Stored entries
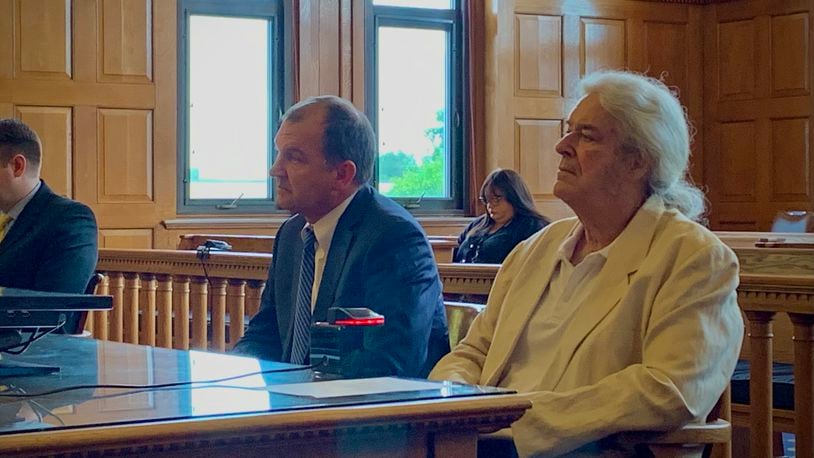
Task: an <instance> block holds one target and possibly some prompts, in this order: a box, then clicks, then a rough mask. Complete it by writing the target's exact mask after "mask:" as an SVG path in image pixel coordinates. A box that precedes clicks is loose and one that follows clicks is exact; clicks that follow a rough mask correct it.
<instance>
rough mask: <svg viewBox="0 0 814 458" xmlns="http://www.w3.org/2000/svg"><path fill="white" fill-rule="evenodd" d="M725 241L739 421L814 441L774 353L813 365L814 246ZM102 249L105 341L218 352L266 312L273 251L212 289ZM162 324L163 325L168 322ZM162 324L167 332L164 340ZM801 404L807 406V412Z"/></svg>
mask: <svg viewBox="0 0 814 458" xmlns="http://www.w3.org/2000/svg"><path fill="white" fill-rule="evenodd" d="M719 235H720V236H721V238H722V240H723V241H724V242H725V243H727V244H728V245H729V246H731V247H732V248H733V249H734V250H735V252H736V253H737V255H738V258H739V260H740V263H741V268H742V275H741V284H740V286H739V290H738V296H739V303H740V306H741V308H742V310H743V311H744V315H745V322H746V323H747V325H748V327H749V329H748V334H749V337H748V338H746V339H745V341H744V345H743V353H742V354H743V356H744V357H745V358H748V359H750V360H751V361H752V368H751V370H752V376H751V379H752V383H750V386H749V390H750V395H751V398H752V405H751V406H744V405H741V404H737V403H736V404H735V405H734V406H733V420H734V423H735V424H736V425H737V424H751V425H752V431H753V436H754V437H755V438H756V442H757V443H758V445H757V446H758V447H761V449H762V447H766V445H765V444H764V443H768V444H769V445H770V442H771V433H772V431H773V430H778V431H788V430H794V431H795V432H797V434H798V437H799V439H798V444H801V445H803V446H805V445H806V443H809V444H810V438H811V437H812V434H811V432H810V431H800V429H801V428H806V427H808V428H809V430H810V428H811V426H810V425H811V422H810V420H809V419H810V418H811V417H812V413H811V405H812V402H811V399H810V398H811V397H810V396H808V398H806V397H798V398H796V399H795V400H794V403H795V410H794V411H791V412H789V411H779V410H774V411H772V409H771V406H772V400H773V396H772V392H771V390H772V383H771V378H770V374H771V363H772V359H773V357H774V358H775V360H777V361H780V362H788V363H792V362H794V361H795V359H798V360H803V361H811V357H810V355H811V347H812V341H813V340H814V339H811V338H810V337H806V336H811V335H814V332H812V313H814V306H813V305H814V304H813V301H814V300H813V299H812V298H813V297H814V293H812V289H814V250H812V249H804V248H785V247H778V248H756V247H754V242H755V241H756V240H757V239H758V238H759V237H761V236H765V235H768V236H772V237H777V234H748V233H747V234H744V233H720V234H719ZM100 251H101V253H100V264H99V270H100V271H102V272H105V273H106V274H108V279H107V281H106V282H105V285H104V286H103V288H101V289H102V290H103V291H104V290H105V288H107V289H106V290H107V291H110V292H111V293H113V295H114V298H116V302H115V303H116V304H118V306H114V310H113V311H112V312H110V316H109V317H108V316H105V317H104V318H102V319H99V320H97V322H98V324H96V325H94V334H95V335H96V336H98V337H100V338H110V339H111V340H124V341H128V342H142V343H147V344H150V345H155V344H158V345H160V346H174V347H176V348H190V347H192V348H207V345H208V342H212V345H211V346H210V347H209V348H211V349H214V350H223V349H225V348H227V347H226V340H225V332H226V328H225V326H224V324H225V323H226V318H227V317H230V318H231V319H232V320H233V322H234V320H241V319H243V317H244V316H247V315H248V316H251V315H252V314H253V313H254V311H256V310H257V305H258V304H259V296H260V291H261V290H262V284H263V281H264V280H265V278H266V272H267V270H266V269H267V266H268V264H269V261H270V259H271V256H270V255H268V254H257V253H254V254H253V253H216V254H213V255H212V258H211V259H210V260H208V261H207V265H208V266H209V276H210V278H211V280H212V287H211V288H210V287H208V286H207V284H206V279H205V278H203V276H202V273H201V267H202V266H201V264H200V261H199V260H197V259H196V257H195V252H194V251H175V250H166V251H161V250H152V251H151V250H141V251H140V250H104V249H103V250H100ZM497 269H498V266H496V265H471V264H470V265H467V264H446V263H439V272H440V274H441V278H442V281H443V284H444V292H445V293H454V294H470V295H482V296H483V297H485V296H486V295H487V294H488V292H489V289H490V288H491V284H492V281H493V280H494V276H495V274H496V273H497ZM210 301H211V304H209V302H210ZM151 307H152V308H151ZM142 309H146V310H147V313H146V314H145V315H146V316H147V320H145V329H140V327H141V326H140V325H139V323H138V317H139V312H140V310H142ZM150 310H152V311H150ZM162 310H163V312H162ZM227 312H228V313H227ZM184 314H186V315H184ZM190 315H191V317H192V326H191V327H190V325H189V318H190ZM173 317H176V319H173ZM178 318H180V319H178ZM184 318H186V319H184ZM792 319H794V320H795V322H794V323H792ZM151 320H153V322H152V323H151V322H150V321H151ZM108 321H109V322H110V323H108ZM134 322H135V323H136V324H135V325H133V324H132V323H134ZM159 322H160V323H163V324H161V326H159V325H158V324H159ZM185 323H186V324H185ZM208 325H209V326H211V331H210V330H209V329H208V327H209V326H208ZM157 326H158V328H159V336H156V331H155V328H156V327H157ZM97 328H98V332H97ZM792 329H795V331H794V332H792ZM228 330H229V333H230V334H231V335H230V337H231V338H230V339H229V340H230V341H231V342H234V341H236V340H237V338H239V336H240V335H241V334H242V326H240V325H235V326H229V328H228ZM792 334H794V335H795V336H797V338H796V340H795V341H792V339H791V335H792ZM772 335H774V338H772ZM792 342H793V343H792ZM772 347H774V351H772V350H773V348H772ZM806 355H809V356H806ZM793 370H794V371H795V374H794V375H795V379H796V380H798V381H799V380H803V381H804V383H803V384H804V385H805V386H802V387H801V386H800V383H798V384H797V385H796V386H795V389H797V390H802V391H803V392H811V389H810V385H811V378H812V377H811V365H810V364H809V365H808V367H806V365H805V364H794V365H793ZM801 374H806V375H801ZM806 386H808V388H807V387H806ZM806 390H808V391H806ZM801 405H803V406H807V407H806V408H803V409H801V408H800V406H801ZM773 414H774V415H773ZM773 420H774V424H773ZM807 425H808V426H807Z"/></svg>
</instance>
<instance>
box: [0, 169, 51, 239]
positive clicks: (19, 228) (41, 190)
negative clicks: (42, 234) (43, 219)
mask: <svg viewBox="0 0 814 458" xmlns="http://www.w3.org/2000/svg"><path fill="white" fill-rule="evenodd" d="M53 194H54V193H53V192H52V191H51V189H50V188H48V186H47V185H46V184H45V182H44V181H43V182H42V185H40V189H38V190H37V192H36V193H35V194H34V197H32V198H31V200H30V201H28V203H27V204H26V206H25V208H23V211H22V213H20V215H19V216H18V217H17V219H16V220H15V221H14V225H13V226H11V229H10V230H9V231H8V234H6V236H5V237H4V238H3V241H2V242H0V248H2V247H3V246H11V245H14V243H16V241H17V239H19V238H21V237H24V236H26V235H28V234H29V233H30V231H31V230H32V229H33V228H34V225H35V224H36V223H37V222H38V220H39V218H38V216H39V214H40V213H42V210H43V208H45V205H46V204H47V202H48V201H49V200H50V198H51V196H52V195H53Z"/></svg>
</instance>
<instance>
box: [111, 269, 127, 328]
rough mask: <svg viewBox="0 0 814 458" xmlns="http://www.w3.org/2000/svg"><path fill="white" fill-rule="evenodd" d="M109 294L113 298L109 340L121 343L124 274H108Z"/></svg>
mask: <svg viewBox="0 0 814 458" xmlns="http://www.w3.org/2000/svg"><path fill="white" fill-rule="evenodd" d="M110 294H111V295H112V296H113V310H112V312H111V314H110V340H113V341H115V342H121V341H122V339H123V337H124V328H123V326H124V320H123V315H124V274H122V273H121V272H114V273H112V274H110Z"/></svg>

__Activity__.
Rename "rough mask" to "draft mask" in everything from the start of the data down to the line containing "241L739 421L814 441L774", leaving all else unchanged. Omit the pictures from your answer.

__Exercise output__.
Task: an <instance> block holds one target and possibly some prompts, in this order: a box, then clicks, then a draft mask. Complete it by writing the target's exact mask after "mask:" as an SVG path in image pixel coordinates. A box that precedes clicks is loose and one that follows clicks is exact; clicks that follow a draft mask correct it.
<instance>
draft mask: <svg viewBox="0 0 814 458" xmlns="http://www.w3.org/2000/svg"><path fill="white" fill-rule="evenodd" d="M725 241L739 421L814 441L774 353L813 365L814 246ZM102 249L105 341L218 352L266 312L273 251L212 289ZM162 324L163 325L168 322ZM162 324L167 332L164 340ZM801 404L807 406V412Z"/></svg>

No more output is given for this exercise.